[Object pointing dataset rows]
··········
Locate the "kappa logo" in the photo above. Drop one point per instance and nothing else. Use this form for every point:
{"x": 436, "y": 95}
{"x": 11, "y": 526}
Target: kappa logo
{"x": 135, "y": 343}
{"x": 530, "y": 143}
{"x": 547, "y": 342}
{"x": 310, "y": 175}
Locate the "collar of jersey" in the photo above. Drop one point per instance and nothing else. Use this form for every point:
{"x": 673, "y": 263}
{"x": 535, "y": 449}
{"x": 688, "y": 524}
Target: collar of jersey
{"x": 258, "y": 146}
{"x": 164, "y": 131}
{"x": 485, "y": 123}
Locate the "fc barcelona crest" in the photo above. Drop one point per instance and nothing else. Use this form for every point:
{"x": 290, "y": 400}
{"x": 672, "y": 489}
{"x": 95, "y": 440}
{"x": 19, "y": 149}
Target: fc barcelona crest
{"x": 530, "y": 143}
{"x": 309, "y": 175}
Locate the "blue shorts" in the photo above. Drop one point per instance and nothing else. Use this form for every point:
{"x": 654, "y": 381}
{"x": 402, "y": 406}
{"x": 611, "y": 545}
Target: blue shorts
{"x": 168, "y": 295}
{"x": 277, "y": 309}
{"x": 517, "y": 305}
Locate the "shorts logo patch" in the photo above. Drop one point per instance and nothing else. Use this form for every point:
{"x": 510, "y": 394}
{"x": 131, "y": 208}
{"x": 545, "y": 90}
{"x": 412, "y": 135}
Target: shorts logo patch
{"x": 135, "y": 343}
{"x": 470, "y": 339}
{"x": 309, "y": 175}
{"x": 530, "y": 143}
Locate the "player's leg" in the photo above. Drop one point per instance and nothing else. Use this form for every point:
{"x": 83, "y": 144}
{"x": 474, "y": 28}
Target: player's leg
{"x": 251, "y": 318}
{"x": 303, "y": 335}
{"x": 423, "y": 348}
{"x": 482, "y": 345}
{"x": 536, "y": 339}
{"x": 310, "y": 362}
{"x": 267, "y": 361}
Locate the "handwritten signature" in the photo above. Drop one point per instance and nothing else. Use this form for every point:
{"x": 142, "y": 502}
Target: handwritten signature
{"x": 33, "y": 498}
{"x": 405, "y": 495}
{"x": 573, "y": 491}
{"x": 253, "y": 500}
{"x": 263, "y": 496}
··········
WHAT TO WORK ON:
Give back each line above precisely as it stands.

CORRECT ANSWER:
Locate the "kappa logo" in the photo above. Drop one point per instance and nothing else. Use this form for every point:
{"x": 436, "y": 95}
{"x": 11, "y": 526}
Target: kappa logo
{"x": 135, "y": 343}
{"x": 530, "y": 143}
{"x": 547, "y": 342}
{"x": 310, "y": 175}
Locate the "collar of jersey" in the photo above. Drop one point per instance and nothing else. Use this form for every point:
{"x": 673, "y": 263}
{"x": 535, "y": 449}
{"x": 688, "y": 524}
Target: collar of jersey
{"x": 258, "y": 146}
{"x": 164, "y": 131}
{"x": 485, "y": 123}
Locate the "fc barcelona crest" in the photo above. Drop one point per instance and nothing else. Use this form for every point:
{"x": 290, "y": 400}
{"x": 672, "y": 489}
{"x": 95, "y": 440}
{"x": 19, "y": 149}
Target: fc barcelona crest
{"x": 530, "y": 143}
{"x": 309, "y": 175}
Locate the "blue shorts" in the photo above. Drop one point per instance and nothing else. Use this form for every point:
{"x": 654, "y": 381}
{"x": 402, "y": 406}
{"x": 611, "y": 545}
Target: blue shorts
{"x": 168, "y": 295}
{"x": 277, "y": 309}
{"x": 517, "y": 305}
Locate the "shorts logo patch" in the photo above. Drop one point per instance and nothing else. Use this form for every point:
{"x": 510, "y": 394}
{"x": 131, "y": 208}
{"x": 545, "y": 90}
{"x": 412, "y": 135}
Target: shorts logo patch
{"x": 135, "y": 343}
{"x": 470, "y": 339}
{"x": 309, "y": 175}
{"x": 530, "y": 143}
Locate the "player's leg" in the photo above. Drop one point per instance and nothing else. Use this form for every point:
{"x": 83, "y": 144}
{"x": 474, "y": 28}
Target: player's leg
{"x": 251, "y": 318}
{"x": 303, "y": 335}
{"x": 423, "y": 348}
{"x": 482, "y": 345}
{"x": 536, "y": 339}
{"x": 310, "y": 362}
{"x": 267, "y": 361}
Locate the "handwritten signature" in the photo above. Drop one point per instance and nothing else. Use this form for every point:
{"x": 142, "y": 502}
Target: handwritten signature
{"x": 33, "y": 498}
{"x": 405, "y": 495}
{"x": 573, "y": 491}
{"x": 253, "y": 500}
{"x": 263, "y": 496}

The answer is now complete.